_Tekstfragment_
>>>
Iets oudere kinderen zullen genieten van het verhaal over Smoezel. De titel ”Smoezel heeft een slechte bui” dekt in combinatie met een boos kijkende muis met een scheefgeknoopt vestje op de omslag, prima de lading van de inhoud. Alles zit Smoezel tegen. Het regent, het aankleden lukt niet en als das Dassel „Goeiemorgen” zegt, antwoordt ze nijdig: „Helemaal niet.”
Ze stampt de keuken uit en zegt dat ze nooit meer terugkomt. „Ze gaat naar de rivier. De regen druppelt in haar nek… ze voelt zich akelig.” Uit haar rugzakje piept een knuffelbeer.
<<<
_Studiemateriaal_
>>>
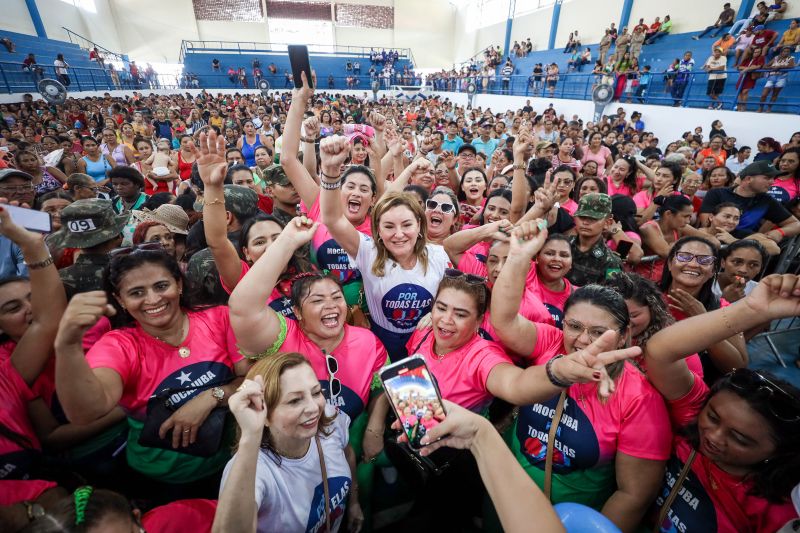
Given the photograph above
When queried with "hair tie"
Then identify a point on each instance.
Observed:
(82, 496)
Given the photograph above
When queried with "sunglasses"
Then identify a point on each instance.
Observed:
(137, 249)
(784, 406)
(334, 384)
(445, 207)
(686, 257)
(471, 279)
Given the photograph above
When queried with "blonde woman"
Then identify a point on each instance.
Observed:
(400, 269)
(293, 469)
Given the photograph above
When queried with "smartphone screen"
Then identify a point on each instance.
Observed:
(30, 218)
(298, 59)
(414, 397)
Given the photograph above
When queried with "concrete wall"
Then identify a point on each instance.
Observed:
(589, 17)
(16, 17)
(668, 123)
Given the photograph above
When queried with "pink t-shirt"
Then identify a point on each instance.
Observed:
(16, 461)
(712, 499)
(784, 190)
(148, 365)
(623, 189)
(600, 158)
(633, 420)
(181, 516)
(570, 206)
(553, 300)
(280, 303)
(461, 374)
(473, 261)
(359, 356)
(327, 254)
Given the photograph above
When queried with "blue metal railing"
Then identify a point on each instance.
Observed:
(88, 44)
(13, 79)
(250, 47)
(573, 85)
(662, 90)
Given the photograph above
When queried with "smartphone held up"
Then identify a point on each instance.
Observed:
(414, 397)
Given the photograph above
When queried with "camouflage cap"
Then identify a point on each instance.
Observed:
(201, 270)
(594, 205)
(275, 175)
(87, 223)
(241, 201)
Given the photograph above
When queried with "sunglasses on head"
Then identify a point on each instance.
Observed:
(137, 248)
(686, 257)
(334, 384)
(445, 207)
(783, 405)
(471, 279)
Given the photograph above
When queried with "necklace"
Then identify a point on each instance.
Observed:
(183, 351)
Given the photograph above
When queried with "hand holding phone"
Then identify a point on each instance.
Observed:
(300, 62)
(414, 397)
(15, 218)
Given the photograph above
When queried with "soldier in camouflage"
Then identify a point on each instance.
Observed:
(93, 227)
(592, 260)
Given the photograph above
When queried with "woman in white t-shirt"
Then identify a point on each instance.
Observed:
(400, 269)
(293, 470)
(61, 69)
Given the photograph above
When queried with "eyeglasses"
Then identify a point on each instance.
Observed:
(136, 249)
(576, 329)
(16, 188)
(686, 257)
(334, 384)
(782, 405)
(93, 189)
(471, 279)
(445, 207)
<<<
_Wat te doen_
a) Noem alle stukken tekst die in het fragment over Smoezel tussen aanhalingstekens staan.
b) Schrijf een deel van het fragment over Smoezel over: begin bij de woorden "Ze stampt de" en stop na "piept een knuffelbeer.".

_Oplossingen_
a)
- Smoezel heeft een slechte bui
- Goeiemorgen
- Helemaal niet.
- Ze gaat naar de rivier. De regen druppelt in haar nek… ze voelt zich akelig.

b)
Ze stampt de keuken uit en zegt dat ze nooit meer terugkomt. „Ze gaat naar de rivier. De regen druppelt in haar nek… ze voelt zich akelig.” Uit haar rugzakje piept een knuffelbeer.